## TEXT PROVIDED

>>>>>

- Born: 1936 (age 89–90) Peshawar, Pakistan
- Education: University of Melbourne Stanford University
- Occupations: Diplomat, public servant, author, historian

= Jeremy Hearder =

Australian author, historian, diplomat and public servant

Jeremy Victor Roblin Hearder (born 1936) is an Australian author and historian, and former diplomat and public servant.

He held several international postings for the Australian Department of Foreign Affairs, including Laos, Tanzania, Thailand, Kenya, Belgium, Zimbabwe, Fiji, the United States and New Zealand. He was Australia's first High Commissioner to Zimbabwe (1980–84) and is the author of the biography Jim Plim: Ambassador Extraordinary (2015). He also served as the Department's Chief of Protocol.

== Life and career ==
Born in 1936 in Peshawar, India (later Pakistan), Hearder was the son of one of three founders of the Australian Secret Intelligence Service, former British army officer Roblin Hearder. The younger Hearder joined the Department of External Affairs in January 1959.

In 1980, Hearder was appointed the first High Commissioner to Zimbabwe, shortly after Zimbabwe's independence. Retaining his High Commissioner position, in 1981 Hearder was accredited High Commissioner to Botswana, and in 1982 he was accredited also as Australia's first Ambassador to Mozambique. In 1984, after his posting in Harare came to an end, Hearder moved to Suva, Fiji, to take up a second High Commissioner posting.

Hearder was Consul-General in Chicago from 1988 to 1991, responsible for promoting Australian trade and investment to America's mid-west.

<<<<<

## REQUIREMENT
Write out the Jeremy Hearder profile above word for word, from its first line through its last sentence.

## DATA SHOWN

>>>>>

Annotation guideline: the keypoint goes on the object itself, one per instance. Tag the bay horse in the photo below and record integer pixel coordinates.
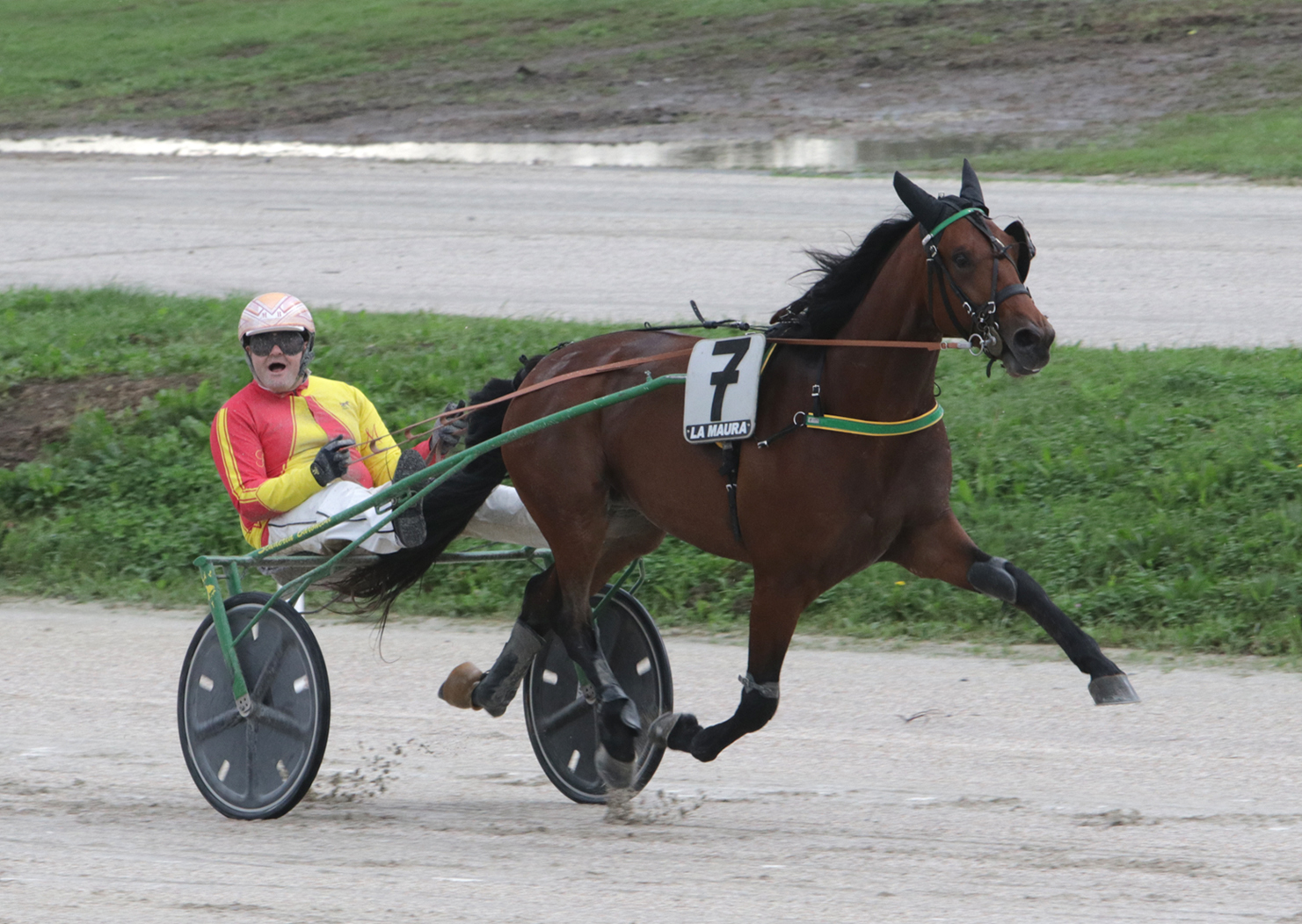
(811, 506)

<<<<<

## WORKED ANSWER
- Born: 1936 (age 89–90) Peshawar, Pakistan
- Education: University of Melbourne Stanford University
- Occupations: Diplomat, public servant, author, historian

= Jeremy Hearder =

Australian author, historian, diplomat and public servant

Jeremy Victor Roblin Hearder (born 1936) is an Australian author and historian, and former diplomat and public servant.

He held several international postings for the Australian Department of Foreign Affairs, including Laos, Tanzania, Thailand, Kenya, Belgium, Zimbabwe, Fiji, the United States and New Zealand. He was Australia's first High Commissioner to Zimbabwe (1980–84) and is the author of the biography Jim Plim: Ambassador Extraordinary (2015). He also served as the Department's Chief of Protocol.

== Life and career ==
Born in 1936 in Peshawar, India (later Pakistan), Hearder was the son of one of three founders of the Australian Secret Intelligence Service, former British army officer Roblin Hearder. The younger Hearder joined the Department of External Affairs in January 1959.

In 1980, Hearder was appointed the first High Commissioner to Zimbabwe, shortly after Zimbabwe's independence. Retaining his High Commissioner position, in 1981 Hearder was accredited High Commissioner to Botswana, and in 1982 he was accredited also as Australia's first Ambassador to Mozambique. In 1984, after his posting in Harare came to an end, Hearder moved to Suva, Fiji, to take up a second High Commissioner posting.

Hearder was Consul-General in Chicago from 1988 to 1991, responsible for promoting Australian trade and investment to America's mid-west.